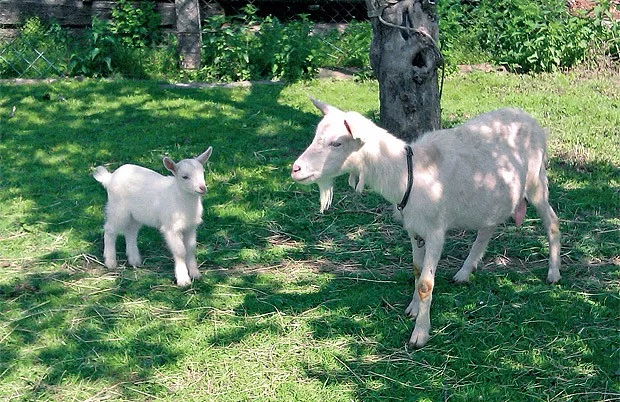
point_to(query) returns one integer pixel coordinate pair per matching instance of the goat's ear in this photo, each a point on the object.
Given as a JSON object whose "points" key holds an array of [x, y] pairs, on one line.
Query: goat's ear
{"points": [[170, 165], [323, 107], [204, 157], [358, 126]]}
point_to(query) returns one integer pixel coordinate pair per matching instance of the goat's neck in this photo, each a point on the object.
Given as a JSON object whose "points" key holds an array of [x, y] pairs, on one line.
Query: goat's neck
{"points": [[383, 168]]}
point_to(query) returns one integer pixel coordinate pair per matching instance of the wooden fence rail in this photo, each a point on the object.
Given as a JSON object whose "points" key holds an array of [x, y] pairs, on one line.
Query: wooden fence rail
{"points": [[180, 16]]}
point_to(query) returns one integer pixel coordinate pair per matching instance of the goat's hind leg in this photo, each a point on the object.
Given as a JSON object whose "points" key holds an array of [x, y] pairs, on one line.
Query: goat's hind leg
{"points": [[131, 239], [475, 254], [109, 245], [189, 240], [538, 196], [424, 289], [177, 248]]}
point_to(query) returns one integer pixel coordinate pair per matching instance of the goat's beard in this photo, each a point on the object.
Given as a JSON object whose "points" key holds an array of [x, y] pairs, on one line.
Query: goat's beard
{"points": [[326, 189]]}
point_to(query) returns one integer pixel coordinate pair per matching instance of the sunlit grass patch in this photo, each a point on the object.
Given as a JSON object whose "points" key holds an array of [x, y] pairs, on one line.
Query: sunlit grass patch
{"points": [[294, 304]]}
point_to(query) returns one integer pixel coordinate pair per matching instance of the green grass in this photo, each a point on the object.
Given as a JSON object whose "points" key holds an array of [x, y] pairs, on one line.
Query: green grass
{"points": [[295, 305]]}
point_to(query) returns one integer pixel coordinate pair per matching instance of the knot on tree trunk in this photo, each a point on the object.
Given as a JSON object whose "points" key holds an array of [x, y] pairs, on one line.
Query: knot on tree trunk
{"points": [[405, 58]]}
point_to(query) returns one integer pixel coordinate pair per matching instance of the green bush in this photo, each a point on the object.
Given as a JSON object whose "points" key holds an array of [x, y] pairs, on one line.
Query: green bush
{"points": [[22, 57], [526, 36]]}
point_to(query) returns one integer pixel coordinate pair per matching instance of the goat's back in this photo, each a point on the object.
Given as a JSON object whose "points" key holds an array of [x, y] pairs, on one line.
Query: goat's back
{"points": [[152, 199], [475, 174]]}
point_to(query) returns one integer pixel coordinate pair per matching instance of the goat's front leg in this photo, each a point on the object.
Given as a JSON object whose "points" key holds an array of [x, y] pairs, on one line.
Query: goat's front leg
{"points": [[189, 240], [424, 291], [177, 248], [109, 245], [417, 248]]}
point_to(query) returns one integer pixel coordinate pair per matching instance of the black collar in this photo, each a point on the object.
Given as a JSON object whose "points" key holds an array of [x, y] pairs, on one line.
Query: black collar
{"points": [[403, 202]]}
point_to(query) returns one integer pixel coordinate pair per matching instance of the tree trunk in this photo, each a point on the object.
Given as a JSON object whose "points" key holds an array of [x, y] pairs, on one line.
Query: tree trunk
{"points": [[188, 33], [405, 59]]}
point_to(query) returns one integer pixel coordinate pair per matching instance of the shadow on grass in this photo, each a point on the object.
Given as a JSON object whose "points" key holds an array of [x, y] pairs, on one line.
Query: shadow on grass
{"points": [[82, 324]]}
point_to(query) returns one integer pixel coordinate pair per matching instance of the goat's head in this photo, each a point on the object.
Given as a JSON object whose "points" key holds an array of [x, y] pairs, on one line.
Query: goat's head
{"points": [[190, 173], [339, 136]]}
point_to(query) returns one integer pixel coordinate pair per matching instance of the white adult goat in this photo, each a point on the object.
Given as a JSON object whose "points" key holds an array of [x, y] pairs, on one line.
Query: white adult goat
{"points": [[138, 196], [474, 176]]}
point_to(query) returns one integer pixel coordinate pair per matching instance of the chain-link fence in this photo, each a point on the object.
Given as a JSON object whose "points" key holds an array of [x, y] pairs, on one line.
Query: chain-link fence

• [Directions for this task] Give only the number of lines in the data that hold the string "link".

• [Answer for the task] 2